▶ SUPPLIED TEXT:

Saturday, April 30, 2016

Straight Talk About Self-Image And Identity

Regularly mocked for what many consider his craven jocularity in the midst of epic trials, Prime Minister Khadga Prasad Oli hardly gets credit for how deftly he often deploys trivialization as a tool of political tradecraft.
Consider this example from just the other day. His government was ready to open talks with the agitating Madhesi parties on their long-standing demand for re-delineating federal provinces, the prime minister said. But those parties should also consider that the non-Madhesi population could begin demanding the redrawing of provincial boundaries along a north-south axis.
Before that latter suggestion could take on the form of pre-emption, Oli conceded that the raw emotions triggered by the recent months-long protests would take some time to settle. However, he was at a loss to explain why concerns over Nepal’s Constitution was more pronounced outside the country than within.
Oli wanted the top job so bad that the gods, too, seemed a little vexed last year. Days after he stood atop Dharahara to usher in a new national spirit in the new year, the fabled edifice collapsed into the rubble of the Great Earthquake of 2072 Bikram Sambat. That calamity should have cast a dark shadow on Oli’s political aspirations.
But the aftershocks produced enough political consensus for the promulgation of the Constitution, assuring Oli’s ascension to the premiership. The Indian ‘blockade’ stymied his next steps. A man who once seemed to bask in a pro-India label as long as it advanced his career turned out to be one of the few Nepalis to stand up steadfastly to the ultimatums of our southern neighbor.
What’s more, he brought in two inveterate critics of India as deputy premiers. Ultimately the Indians gave him a red-carpet treatment in New Delhi to let him subsequently visit Beijing. Any shift in Nepal’s geopolitical locus could be measured later and dealt with accordingly.

▶ GIVEN INSTRUCTION:
From the piece on Prime Minister Oli, pull out the passage running from "But the aftershocks" up to and including "dealt with accordingly.", copying it word for word.

▶ DATA EXCERPTS:
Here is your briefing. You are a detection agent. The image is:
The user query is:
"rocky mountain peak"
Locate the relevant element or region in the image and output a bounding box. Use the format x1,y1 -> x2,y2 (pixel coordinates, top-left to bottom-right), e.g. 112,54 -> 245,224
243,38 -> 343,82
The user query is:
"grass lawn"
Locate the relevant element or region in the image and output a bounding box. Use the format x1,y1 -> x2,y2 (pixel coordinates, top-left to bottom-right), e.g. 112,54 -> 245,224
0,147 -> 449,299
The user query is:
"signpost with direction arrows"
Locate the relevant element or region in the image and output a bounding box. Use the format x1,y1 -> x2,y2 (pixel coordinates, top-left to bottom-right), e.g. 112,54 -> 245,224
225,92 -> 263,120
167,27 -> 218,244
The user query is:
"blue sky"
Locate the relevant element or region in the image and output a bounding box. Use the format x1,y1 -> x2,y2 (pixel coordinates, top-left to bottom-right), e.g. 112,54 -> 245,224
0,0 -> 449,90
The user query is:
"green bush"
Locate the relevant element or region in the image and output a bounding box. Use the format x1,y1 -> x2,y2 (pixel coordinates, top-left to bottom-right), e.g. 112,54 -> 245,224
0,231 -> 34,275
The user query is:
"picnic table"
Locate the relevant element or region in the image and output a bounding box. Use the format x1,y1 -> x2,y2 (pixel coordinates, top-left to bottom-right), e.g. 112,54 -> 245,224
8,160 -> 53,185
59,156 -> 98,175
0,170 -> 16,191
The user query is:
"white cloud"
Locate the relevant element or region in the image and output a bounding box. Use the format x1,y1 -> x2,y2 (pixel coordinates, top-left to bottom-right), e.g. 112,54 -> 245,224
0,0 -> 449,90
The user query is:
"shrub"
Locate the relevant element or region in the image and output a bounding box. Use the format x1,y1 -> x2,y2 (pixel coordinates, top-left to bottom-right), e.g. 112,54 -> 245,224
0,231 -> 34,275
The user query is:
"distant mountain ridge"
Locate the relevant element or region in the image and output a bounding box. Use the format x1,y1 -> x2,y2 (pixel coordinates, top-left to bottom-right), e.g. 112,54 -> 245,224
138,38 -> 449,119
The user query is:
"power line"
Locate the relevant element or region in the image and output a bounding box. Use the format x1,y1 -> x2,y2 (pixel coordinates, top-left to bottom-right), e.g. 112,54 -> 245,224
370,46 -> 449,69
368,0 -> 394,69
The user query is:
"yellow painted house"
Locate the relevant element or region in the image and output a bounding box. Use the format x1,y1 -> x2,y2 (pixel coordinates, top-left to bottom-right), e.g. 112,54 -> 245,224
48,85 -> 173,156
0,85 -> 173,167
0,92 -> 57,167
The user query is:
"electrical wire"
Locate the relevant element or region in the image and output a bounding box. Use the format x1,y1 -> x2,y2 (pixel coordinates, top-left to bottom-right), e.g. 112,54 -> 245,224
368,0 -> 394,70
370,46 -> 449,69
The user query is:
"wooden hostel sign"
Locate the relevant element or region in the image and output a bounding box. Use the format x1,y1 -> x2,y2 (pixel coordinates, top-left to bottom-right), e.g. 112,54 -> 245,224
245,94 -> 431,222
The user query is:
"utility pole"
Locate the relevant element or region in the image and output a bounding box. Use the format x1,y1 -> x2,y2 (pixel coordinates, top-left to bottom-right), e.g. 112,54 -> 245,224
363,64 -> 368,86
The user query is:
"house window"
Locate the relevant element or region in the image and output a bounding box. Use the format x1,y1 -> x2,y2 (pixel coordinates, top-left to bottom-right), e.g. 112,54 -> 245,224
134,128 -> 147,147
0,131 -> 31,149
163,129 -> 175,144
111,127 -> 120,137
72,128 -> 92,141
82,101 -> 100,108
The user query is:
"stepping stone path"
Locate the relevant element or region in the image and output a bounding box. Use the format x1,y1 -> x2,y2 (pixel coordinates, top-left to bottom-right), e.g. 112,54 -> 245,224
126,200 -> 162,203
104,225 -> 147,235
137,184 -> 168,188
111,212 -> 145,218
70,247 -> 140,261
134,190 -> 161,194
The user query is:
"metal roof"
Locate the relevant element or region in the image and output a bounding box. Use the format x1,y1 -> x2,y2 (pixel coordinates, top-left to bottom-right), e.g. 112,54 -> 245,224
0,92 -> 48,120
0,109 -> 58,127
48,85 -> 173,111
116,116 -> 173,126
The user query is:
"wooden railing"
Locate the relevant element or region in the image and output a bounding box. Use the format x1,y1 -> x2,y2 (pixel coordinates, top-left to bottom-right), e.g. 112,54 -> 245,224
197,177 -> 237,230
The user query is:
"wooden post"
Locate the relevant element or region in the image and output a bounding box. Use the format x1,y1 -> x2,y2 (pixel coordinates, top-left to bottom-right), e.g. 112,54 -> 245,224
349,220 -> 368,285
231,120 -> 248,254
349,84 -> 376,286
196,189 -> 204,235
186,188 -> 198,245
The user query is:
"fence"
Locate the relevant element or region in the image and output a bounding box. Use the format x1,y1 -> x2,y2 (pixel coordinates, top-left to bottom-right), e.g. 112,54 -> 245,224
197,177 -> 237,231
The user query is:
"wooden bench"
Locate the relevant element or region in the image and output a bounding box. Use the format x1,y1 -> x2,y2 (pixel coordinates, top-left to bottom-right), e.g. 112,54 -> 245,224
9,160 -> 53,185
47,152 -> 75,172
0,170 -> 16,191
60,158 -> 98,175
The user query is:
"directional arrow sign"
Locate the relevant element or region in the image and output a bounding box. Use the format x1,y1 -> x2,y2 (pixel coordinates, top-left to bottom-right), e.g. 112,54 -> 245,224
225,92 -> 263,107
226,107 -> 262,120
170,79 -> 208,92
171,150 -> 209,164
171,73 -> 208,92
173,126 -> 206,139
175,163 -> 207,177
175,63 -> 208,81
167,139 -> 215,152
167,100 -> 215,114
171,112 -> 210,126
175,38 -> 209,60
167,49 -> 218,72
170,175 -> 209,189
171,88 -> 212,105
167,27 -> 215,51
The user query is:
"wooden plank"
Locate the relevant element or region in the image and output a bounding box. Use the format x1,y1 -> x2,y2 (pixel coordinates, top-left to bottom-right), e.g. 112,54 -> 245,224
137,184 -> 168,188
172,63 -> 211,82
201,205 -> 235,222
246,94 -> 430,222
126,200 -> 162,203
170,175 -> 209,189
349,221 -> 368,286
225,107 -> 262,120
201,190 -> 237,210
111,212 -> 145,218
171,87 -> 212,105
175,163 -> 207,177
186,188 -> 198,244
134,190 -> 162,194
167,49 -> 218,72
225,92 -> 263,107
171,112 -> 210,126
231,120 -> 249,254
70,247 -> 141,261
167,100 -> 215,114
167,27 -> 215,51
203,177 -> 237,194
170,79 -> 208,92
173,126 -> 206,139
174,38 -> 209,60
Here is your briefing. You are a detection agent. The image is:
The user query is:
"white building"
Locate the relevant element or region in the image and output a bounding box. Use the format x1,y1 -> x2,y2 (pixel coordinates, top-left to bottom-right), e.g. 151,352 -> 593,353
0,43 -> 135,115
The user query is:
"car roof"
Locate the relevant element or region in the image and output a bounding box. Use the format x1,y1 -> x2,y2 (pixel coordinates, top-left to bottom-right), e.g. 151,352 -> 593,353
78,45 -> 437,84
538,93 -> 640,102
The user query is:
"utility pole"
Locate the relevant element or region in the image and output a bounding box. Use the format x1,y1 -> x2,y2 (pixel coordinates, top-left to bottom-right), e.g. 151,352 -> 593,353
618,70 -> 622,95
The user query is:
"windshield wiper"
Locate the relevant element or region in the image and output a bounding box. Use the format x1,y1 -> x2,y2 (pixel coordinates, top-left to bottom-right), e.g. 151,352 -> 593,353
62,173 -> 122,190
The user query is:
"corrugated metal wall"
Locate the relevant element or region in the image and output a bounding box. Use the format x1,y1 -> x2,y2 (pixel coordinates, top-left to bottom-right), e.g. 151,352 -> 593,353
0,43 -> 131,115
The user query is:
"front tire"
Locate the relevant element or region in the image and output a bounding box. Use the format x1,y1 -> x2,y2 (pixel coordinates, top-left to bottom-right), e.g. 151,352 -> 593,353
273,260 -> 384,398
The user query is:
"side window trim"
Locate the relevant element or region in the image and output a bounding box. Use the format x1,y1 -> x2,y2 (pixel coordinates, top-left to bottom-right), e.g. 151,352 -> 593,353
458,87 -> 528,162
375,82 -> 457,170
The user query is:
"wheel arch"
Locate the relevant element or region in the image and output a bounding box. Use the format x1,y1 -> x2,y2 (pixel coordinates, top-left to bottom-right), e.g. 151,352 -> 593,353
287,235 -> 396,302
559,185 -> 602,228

▶ RESPONSE TO THIS TASK:
But the aftershocks produced enough political consensus for the promulgation of the Constitution, assuring Oli’s ascension to the premiership. The Indian ‘blockade’ stymied his next steps. A man who once seemed to bask in a pro-India label as long as it advanced his career turned out to be one of the few Nepalis to stand up steadfastly to the ultimatums of our southern neighbor.
What’s more, he brought in two inveterate critics of India as deputy premiers. Ultimately the Indians gave him a red-carpet treatment in New Delhi to let him subsequently visit Beijing. Any shift in Nepal’s geopolitical locus could be measured later and dealt with accordingly.